> **WHAT TO DO**: Print out all of the data below, keeping it identical to the original.

DATA FOR REVIEW START

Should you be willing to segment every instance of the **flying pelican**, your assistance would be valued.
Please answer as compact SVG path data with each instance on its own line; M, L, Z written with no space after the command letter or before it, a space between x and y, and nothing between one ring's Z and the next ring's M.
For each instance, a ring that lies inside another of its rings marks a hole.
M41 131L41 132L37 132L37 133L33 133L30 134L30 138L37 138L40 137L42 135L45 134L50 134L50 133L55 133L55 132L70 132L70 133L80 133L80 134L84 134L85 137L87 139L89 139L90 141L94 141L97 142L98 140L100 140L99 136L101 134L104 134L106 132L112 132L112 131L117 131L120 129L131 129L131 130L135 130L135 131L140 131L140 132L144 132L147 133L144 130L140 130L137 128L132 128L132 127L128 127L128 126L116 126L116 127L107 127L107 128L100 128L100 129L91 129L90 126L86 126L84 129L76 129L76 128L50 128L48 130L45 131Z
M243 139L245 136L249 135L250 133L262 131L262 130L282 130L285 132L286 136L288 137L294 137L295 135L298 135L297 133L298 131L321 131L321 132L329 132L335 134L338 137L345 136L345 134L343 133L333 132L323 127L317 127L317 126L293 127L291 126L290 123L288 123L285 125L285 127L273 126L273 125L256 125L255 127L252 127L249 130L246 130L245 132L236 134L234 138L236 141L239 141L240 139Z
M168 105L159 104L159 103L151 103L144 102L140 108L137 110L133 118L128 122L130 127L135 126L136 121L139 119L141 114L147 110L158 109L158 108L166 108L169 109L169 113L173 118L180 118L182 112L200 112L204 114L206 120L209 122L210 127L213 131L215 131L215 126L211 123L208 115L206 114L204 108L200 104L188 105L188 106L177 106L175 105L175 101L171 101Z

DATA FOR REVIEW END

> **SOLUTION FOR THIS EXERCISE**:
Should you be willing to segment every instance of the **flying pelican**, your assistance would be valued.
Please answer as compact SVG path data with each instance on its own line; M, L, Z written with no space after the command letter or before it, a space between x and y, and nothing between one ring's Z and the next ring's M.
For each instance, a ring that lies inside another of its rings marks a hole.
M41 131L41 132L37 132L37 133L33 133L30 134L30 138L37 138L40 137L42 135L45 134L50 134L50 133L55 133L55 132L70 132L70 133L80 133L80 134L84 134L85 137L87 139L89 139L90 141L94 141L97 142L98 140L100 140L99 136L101 134L104 134L106 132L112 132L112 131L117 131L120 129L131 129L131 130L135 130L135 131L140 131L140 132L144 132L147 133L144 130L140 130L137 128L132 128L132 127L128 127L128 126L116 126L116 127L107 127L107 128L100 128L100 129L91 129L90 126L86 126L84 129L76 129L76 128L50 128L48 130L45 131Z
M243 139L245 136L249 135L250 133L262 131L262 130L282 130L285 132L286 136L288 137L294 137L295 135L298 135L297 133L298 131L321 131L321 132L329 132L335 134L338 137L345 136L345 134L343 133L333 132L323 127L317 127L317 126L293 127L291 126L290 123L288 123L285 125L285 127L273 126L273 125L256 125L255 127L252 127L249 130L246 130L245 132L236 134L234 138L236 141L239 141L240 139Z
M168 105L159 104L159 103L151 103L144 102L140 108L137 110L133 118L128 122L130 127L135 126L136 121L139 119L141 114L147 110L158 109L158 108L166 108L169 109L169 113L173 118L180 118L182 112L200 112L204 114L206 120L209 122L210 127L213 131L215 131L215 126L211 123L208 115L206 114L204 108L200 104L188 105L188 106L177 106L175 105L175 101L171 101Z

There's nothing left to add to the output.